[Records from a collection]
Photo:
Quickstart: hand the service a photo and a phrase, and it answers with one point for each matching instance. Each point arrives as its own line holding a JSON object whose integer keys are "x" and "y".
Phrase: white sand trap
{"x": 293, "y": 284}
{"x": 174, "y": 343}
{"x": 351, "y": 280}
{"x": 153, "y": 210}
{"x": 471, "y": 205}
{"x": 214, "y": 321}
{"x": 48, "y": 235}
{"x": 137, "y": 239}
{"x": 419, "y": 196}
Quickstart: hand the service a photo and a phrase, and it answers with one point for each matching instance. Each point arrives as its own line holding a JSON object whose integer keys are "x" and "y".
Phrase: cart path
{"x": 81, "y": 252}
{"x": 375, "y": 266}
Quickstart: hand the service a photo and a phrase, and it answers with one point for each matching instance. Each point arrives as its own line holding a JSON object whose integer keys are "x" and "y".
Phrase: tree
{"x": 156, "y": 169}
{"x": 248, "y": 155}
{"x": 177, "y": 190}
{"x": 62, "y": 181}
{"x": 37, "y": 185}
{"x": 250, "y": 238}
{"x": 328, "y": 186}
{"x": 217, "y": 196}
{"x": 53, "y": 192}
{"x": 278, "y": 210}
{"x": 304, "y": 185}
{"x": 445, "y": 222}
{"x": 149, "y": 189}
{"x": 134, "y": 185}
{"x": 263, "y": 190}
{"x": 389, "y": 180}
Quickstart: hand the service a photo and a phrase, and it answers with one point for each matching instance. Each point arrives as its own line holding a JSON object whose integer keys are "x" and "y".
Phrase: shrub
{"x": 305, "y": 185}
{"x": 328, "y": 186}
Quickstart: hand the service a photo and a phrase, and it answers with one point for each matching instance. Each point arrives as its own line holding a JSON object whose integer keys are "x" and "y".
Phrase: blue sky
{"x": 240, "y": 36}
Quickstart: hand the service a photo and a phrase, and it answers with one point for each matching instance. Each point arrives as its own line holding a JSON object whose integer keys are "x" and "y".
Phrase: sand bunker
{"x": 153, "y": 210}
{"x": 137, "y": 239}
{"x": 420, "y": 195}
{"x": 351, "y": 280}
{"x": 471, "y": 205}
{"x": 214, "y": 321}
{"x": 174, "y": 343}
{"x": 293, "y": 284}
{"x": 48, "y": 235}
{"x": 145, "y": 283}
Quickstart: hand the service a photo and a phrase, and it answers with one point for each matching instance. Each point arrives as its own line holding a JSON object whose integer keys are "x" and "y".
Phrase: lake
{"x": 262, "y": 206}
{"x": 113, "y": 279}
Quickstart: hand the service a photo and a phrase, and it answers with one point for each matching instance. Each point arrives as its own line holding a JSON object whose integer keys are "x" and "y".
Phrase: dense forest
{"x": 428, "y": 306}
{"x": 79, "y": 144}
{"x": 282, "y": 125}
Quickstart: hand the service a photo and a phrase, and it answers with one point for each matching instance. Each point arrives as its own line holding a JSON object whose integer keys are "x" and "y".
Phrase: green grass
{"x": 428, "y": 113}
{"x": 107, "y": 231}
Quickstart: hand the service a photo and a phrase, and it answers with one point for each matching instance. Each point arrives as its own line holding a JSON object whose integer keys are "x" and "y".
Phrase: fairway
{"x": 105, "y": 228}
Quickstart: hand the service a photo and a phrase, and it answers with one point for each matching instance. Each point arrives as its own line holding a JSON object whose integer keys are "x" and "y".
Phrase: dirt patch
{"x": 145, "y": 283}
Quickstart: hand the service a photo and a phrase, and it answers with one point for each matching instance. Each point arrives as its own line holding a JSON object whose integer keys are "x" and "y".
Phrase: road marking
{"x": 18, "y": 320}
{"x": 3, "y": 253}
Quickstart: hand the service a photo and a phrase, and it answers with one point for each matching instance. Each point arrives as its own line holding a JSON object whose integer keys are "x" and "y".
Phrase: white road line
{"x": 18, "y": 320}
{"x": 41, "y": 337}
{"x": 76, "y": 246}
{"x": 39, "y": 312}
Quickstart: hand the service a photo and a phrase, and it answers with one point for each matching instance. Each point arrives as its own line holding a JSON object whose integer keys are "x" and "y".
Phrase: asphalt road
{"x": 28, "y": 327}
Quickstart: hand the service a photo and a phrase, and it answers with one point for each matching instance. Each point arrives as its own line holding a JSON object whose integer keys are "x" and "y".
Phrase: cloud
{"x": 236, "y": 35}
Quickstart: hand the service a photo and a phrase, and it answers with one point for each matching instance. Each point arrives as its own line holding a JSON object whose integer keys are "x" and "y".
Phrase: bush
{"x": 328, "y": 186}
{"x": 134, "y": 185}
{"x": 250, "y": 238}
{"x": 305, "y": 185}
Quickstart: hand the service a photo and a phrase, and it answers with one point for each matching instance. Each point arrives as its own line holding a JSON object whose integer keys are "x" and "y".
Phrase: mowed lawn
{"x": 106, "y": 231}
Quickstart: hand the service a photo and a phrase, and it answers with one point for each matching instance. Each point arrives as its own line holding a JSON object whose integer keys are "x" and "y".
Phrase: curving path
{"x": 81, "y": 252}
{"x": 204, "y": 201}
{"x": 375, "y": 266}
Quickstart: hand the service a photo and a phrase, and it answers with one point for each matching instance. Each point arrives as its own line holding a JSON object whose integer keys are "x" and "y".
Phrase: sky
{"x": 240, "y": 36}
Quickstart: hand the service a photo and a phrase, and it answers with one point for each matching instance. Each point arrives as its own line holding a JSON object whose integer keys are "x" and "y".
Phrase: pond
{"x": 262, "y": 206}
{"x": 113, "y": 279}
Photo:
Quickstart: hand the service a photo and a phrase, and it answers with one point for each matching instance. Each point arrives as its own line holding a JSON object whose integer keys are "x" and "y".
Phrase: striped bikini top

§ **WHAT THIS TASK INVOLVES**
Write out only what runs from the line holding "Phrase: pond" through the last line of the records, exactly as shown.

§ **ANSWER AREA**
Phrase: pond
{"x": 262, "y": 206}
{"x": 113, "y": 279}
Photo:
Quickstart: hand the service a photo and a phrase, and it answers with one point for each matching instance. Each point arrives as its own line holding a JSON object whose integer keys are "x" and "y".
Phrase: striped bikini top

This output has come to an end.